## [WHAT IS NEEDED]
Give back the data in full. Leave nothing out.

Extracted data entries:
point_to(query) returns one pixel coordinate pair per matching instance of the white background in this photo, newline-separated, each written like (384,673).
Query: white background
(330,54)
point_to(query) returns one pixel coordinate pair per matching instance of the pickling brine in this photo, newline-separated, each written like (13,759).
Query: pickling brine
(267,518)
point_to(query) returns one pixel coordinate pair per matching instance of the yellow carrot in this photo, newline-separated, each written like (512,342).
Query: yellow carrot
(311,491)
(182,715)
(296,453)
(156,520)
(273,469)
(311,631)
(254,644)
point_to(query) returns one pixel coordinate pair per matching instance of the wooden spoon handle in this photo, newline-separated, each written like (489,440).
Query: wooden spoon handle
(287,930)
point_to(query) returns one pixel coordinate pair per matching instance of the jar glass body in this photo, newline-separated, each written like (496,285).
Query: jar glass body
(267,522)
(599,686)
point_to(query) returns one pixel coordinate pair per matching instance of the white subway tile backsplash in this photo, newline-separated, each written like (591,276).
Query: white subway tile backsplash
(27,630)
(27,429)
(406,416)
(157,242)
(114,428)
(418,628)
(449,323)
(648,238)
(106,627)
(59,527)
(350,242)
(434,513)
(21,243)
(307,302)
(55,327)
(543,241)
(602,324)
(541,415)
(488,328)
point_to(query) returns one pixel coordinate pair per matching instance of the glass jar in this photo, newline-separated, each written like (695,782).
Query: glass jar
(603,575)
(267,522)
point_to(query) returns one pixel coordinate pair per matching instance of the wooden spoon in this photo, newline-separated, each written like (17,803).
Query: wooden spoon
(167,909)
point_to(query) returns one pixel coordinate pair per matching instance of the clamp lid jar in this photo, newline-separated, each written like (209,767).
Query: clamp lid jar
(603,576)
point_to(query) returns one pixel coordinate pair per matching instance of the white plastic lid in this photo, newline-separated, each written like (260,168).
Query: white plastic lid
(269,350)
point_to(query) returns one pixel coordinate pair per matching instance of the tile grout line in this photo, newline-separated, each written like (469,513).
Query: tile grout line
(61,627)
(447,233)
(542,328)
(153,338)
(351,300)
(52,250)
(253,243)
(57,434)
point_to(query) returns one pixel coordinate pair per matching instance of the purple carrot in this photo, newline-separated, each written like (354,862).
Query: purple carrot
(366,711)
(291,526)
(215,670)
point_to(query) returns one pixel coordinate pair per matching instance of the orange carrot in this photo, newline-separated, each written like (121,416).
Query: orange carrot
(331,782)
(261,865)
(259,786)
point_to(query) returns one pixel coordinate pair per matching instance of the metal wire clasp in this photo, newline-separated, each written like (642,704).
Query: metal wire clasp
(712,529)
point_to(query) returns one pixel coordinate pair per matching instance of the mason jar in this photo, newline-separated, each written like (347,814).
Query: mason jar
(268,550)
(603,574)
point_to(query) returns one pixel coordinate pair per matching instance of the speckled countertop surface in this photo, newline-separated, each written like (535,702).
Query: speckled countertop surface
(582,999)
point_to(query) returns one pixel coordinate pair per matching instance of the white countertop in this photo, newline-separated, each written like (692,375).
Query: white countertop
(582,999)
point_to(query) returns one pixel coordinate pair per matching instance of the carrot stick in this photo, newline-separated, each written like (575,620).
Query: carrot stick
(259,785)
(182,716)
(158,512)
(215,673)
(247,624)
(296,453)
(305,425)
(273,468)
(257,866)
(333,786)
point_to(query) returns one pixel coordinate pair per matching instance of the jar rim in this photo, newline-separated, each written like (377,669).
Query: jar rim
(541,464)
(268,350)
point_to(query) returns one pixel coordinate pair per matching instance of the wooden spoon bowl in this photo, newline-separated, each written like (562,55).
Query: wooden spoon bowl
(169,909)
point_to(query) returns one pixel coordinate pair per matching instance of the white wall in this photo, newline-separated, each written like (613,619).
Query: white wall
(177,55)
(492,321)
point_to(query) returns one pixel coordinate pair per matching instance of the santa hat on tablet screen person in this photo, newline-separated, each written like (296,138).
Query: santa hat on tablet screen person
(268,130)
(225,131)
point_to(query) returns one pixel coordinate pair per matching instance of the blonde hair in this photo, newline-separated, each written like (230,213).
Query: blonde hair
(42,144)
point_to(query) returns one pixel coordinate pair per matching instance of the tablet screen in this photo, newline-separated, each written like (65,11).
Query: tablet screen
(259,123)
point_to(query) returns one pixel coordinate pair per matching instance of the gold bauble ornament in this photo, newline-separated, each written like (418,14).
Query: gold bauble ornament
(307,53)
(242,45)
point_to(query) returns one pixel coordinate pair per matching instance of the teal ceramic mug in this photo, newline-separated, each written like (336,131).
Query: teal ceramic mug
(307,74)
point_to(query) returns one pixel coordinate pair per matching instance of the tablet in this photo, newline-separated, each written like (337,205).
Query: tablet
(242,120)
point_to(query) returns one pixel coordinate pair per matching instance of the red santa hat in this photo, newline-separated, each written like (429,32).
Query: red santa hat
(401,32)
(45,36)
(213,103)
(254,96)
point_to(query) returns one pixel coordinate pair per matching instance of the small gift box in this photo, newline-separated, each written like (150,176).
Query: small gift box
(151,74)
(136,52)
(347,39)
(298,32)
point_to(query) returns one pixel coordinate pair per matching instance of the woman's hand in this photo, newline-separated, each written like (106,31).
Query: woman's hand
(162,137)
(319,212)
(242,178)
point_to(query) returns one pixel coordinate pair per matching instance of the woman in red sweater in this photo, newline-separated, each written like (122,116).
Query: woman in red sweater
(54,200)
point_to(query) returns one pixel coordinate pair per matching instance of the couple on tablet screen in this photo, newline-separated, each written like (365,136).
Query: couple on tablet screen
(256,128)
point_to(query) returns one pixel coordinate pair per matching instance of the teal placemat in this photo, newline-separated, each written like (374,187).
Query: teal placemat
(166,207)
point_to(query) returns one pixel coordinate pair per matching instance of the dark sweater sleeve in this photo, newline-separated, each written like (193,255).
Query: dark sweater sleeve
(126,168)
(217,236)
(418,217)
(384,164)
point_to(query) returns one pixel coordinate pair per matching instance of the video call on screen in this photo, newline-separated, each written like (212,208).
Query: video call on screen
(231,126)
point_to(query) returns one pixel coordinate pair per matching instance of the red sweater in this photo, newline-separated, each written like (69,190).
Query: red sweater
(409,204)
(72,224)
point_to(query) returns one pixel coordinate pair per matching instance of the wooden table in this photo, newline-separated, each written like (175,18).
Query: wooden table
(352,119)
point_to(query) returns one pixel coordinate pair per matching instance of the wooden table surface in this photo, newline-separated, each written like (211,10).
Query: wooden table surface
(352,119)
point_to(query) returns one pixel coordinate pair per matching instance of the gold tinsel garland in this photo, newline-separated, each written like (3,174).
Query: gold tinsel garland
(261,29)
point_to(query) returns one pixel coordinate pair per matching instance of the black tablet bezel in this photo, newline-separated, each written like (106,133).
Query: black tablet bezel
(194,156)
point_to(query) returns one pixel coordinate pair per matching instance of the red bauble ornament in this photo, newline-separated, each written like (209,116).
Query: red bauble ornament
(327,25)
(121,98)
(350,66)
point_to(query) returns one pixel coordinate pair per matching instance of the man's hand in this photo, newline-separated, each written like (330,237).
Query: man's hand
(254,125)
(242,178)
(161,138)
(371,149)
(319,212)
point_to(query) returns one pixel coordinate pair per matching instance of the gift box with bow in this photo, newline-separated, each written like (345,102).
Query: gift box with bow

## [SOLUTION]
point_to(query) returns one pixel coordinate pair per matching instance of the white background in this photo, newline-separated, each written like (384,673).
Query: white background
(330,54)
point_to(query) returns one pixel coordinate pair per matching instance of the pickling brine in this photo, newline-separated, each written like (13,759).
Query: pickling brine
(267,518)
point_to(query) returns one pixel coordinate pair per matching instance of the yellow carrot in this photo, newline-separated, each written like (512,342).
Query: yellow carrot
(311,491)
(182,715)
(296,453)
(156,520)
(273,469)
(311,631)
(254,644)
point_to(query) returns one pixel coordinate pair per matching instance of the wooden spoon handle in this photo, newline-separated, each written like (489,440).
Query: wooden spoon handle
(287,930)
point_to(query) returns one pixel coordinate pair per matching instance of the jar glass body in this photo, newline-separated, each written like (496,285).
Query: jar glass body
(267,522)
(599,686)
point_to(query) returns one pixel coordinate pair per matching instance of the white subway tile backsplash in this photo, newline-separated, each written like (591,276).
Query: white subway tile backsplash
(27,630)
(27,429)
(406,416)
(157,242)
(114,428)
(418,628)
(449,323)
(648,238)
(106,627)
(59,527)
(350,242)
(434,513)
(21,243)
(307,302)
(55,327)
(543,241)
(602,324)
(541,415)
(488,328)
point_to(query) returns one pixel coordinate pair per matching instance of the glass jar in this photo, newline-separated, each written like (695,782).
Query: glass jar
(603,575)
(267,522)
point_to(query) returns one pixel coordinate pair per matching instance of the wooden spoon in this photo, newline-separated, each written like (17,803).
Query: wooden spoon
(167,909)
point_to(query) returns one pixel coordinate pair per matching instance of the clamp lid jar in this photo, newline-separated, each written like (209,767).
Query: clamp lid jar
(603,576)
point_to(query) returns one pixel coordinate pair per matching instance of the white plastic lid in this photo, newline-separated, each written like (260,168).
Query: white plastic lid
(269,350)
point_to(query) returns one pixel coordinate pair per matching instance of the tile grout line in this photo, newline-separated, each written like (469,513).
Query: tile grout line
(61,627)
(447,233)
(542,328)
(153,338)
(351,300)
(52,250)
(253,243)
(57,434)
point_to(query) returns one pixel coordinate pair per matching instance of the purple carrot in this photo, newline-separated, each written like (354,862).
Query: purple carrot
(366,711)
(291,526)
(215,670)
point_to(query) returns one pixel coordinate pair per matching instance of the orange carrot in this photo, newline-separated, each written like (121,416).
Query: orange carrot
(331,782)
(261,865)
(259,786)
point_to(query) returns one pixel coordinate pair per matching instance of the metal wire clasp in this photo, newline-separated, each written like (642,704).
Query: metal wire clasp
(712,529)
point_to(query) returns one pixel coordinate pair per matching instance of the mason jar in this photo, newline-separated, each written like (347,814).
Query: mason jar
(268,550)
(603,574)
point_to(query) returns one pixel coordinate pair per matching instance of the speckled countertop surface in this photo, newline-separated, each written like (535,702).
Query: speckled countertop surface
(582,999)
point_to(query) returns one pixel coordinate pair per matching instance of the white countertop in this photo, newline-separated, each written like (692,375).
Query: white countertop
(582,999)
point_to(query) returns one pixel coordinate pair per matching instance of the carrot stick in this photo, newline-separated, each written like (575,620).
Query: carrot stick
(259,785)
(182,716)
(158,512)
(215,673)
(247,624)
(296,453)
(305,425)
(273,468)
(257,866)
(333,786)
point_to(query) returns one pixel coordinate pair per matching instance of the jar rim in this photo, newline-separated, each written like (377,669).
Query: jar rim
(541,464)
(268,350)
point_to(query) returns one pixel coordinate pair per matching instance of the wooden spoon bowl in this photo, newline-separated, each written like (562,55).
Query: wooden spoon bowl
(169,909)
point_to(query) returns one pixel coordinate pair per matching instance of the white wall in this photo, newline-separated, each written like (613,619).
Query: white wall
(177,55)
(492,321)
point_to(query) returns one pixel coordinate pair per matching instance of the santa hat on tablet screen person in this photo, newline-separated, each written like (296,138).
Query: santa hat on tablet screen person
(268,130)
(225,131)
point_to(query) returns one pixel coordinate pair per matching instance of the blonde hair in this photo, newline-separated, each written like (230,213).
Query: blonde hair
(42,144)
point_to(query) returns one pixel coordinate pair per matching instance of the tablet screen in this photo, newline-separated, each written like (65,11).
Query: tablet screen
(259,123)
point_to(query) returns one pixel coordinate pair per matching instance of the gold bauble ornament in this photo, newline-separated, each written like (418,14).
Query: gold bauble ornament
(307,53)
(242,45)
point_to(query) returns one pixel coordinate pair per matching instance of the teal ceramic mug in this photo, newline-separated, each written like (336,131).
Query: teal ceramic mug
(307,74)
point_to(query) returns one pixel coordinate pair per matching instance of the tablet in this photo, newline-separated, each written like (337,205).
Query: tablet
(242,120)
point_to(query) returns one pixel coordinate pair per matching instance of the red santa hat in this photo, newline-separated, each written like (429,32).
Query: red santa hat
(401,32)
(45,36)
(213,103)
(254,96)
point_to(query) returns one pixel coordinate pair per matching instance of the small gift box in this photo, newline-separated, each written like (150,176).
Query: small gift box
(151,74)
(136,52)
(347,39)
(298,32)
point_to(query) returns one pixel coordinate pair per matching instance of the woman's hand in this photo, newline-separated, each written like (106,31).
Query: woman's hand
(162,137)
(319,212)
(242,178)
point_to(query) returns one pixel coordinate pair per matching instance of the woman in red sweater in this photo, newline-separated, each written like (122,116).
Query: woman in red sweater
(54,200)
point_to(query) returns one pixel coordinate pair per matching instance of the couple on tablet screen in this photo, newline-separated, each written like (365,136).
Query: couple on tablet screen
(256,128)
point_to(query) returns one pixel coordinate pair per matching instance of the teal placemat in this photo, newline-separated, each written like (374,187).
Query: teal placemat
(166,207)
point_to(query) returns one pixel coordinate pair per matching instance of the dark sweater sleeve in this photo, newline-separated, each written like (193,255).
Query: dark sweater sleeve
(126,168)
(217,236)
(418,217)
(384,164)
point_to(query) returns one pixel coordinate pair per matching instance of the video call on screen in this photo, newline-separated, each written like (212,208).
Query: video call on screen
(231,126)
point_to(query) returns one pixel coordinate pair per matching instance of the red sweater in this photo, newline-separated, each written like (69,190).
Query: red sweater
(409,204)
(72,224)
point_to(query) returns one pixel coordinate pair per matching instance of the wooden table in this photo, newline-separated, each written like (175,18).
Query: wooden table
(352,119)
point_to(query) returns one pixel coordinate pair per matching instance of the wooden table surface in this photo, newline-separated, each written like (211,10).
Query: wooden table surface
(352,119)
point_to(query) returns one pixel coordinate pair per matching instance of the gold tinsel garland in this photo, newline-separated, each written like (3,174).
Query: gold tinsel garland
(261,29)
point_to(query) returns one pixel coordinate pair per matching instance of the black tablet bezel in this photo, newline-separated, each written like (106,133).
Query: black tablet bezel
(194,156)
point_to(query) returns one pixel coordinate pair per matching instance of the red bauble ornament in this photo, newline-separated, each written like (209,116).
Query: red bauble ornament
(327,25)
(121,98)
(350,66)
point_to(query) returns one pixel coordinate pair per matching instance of the man's hand in this photo, newline-separated, each written like (330,237).
Query: man's hand
(254,125)
(242,178)
(161,138)
(371,149)
(319,212)
point_to(query) returns one pixel coordinate pair per matching instance of the gift box with bow in this photo, newline-separated, each written like (345,102).
Query: gift box with bow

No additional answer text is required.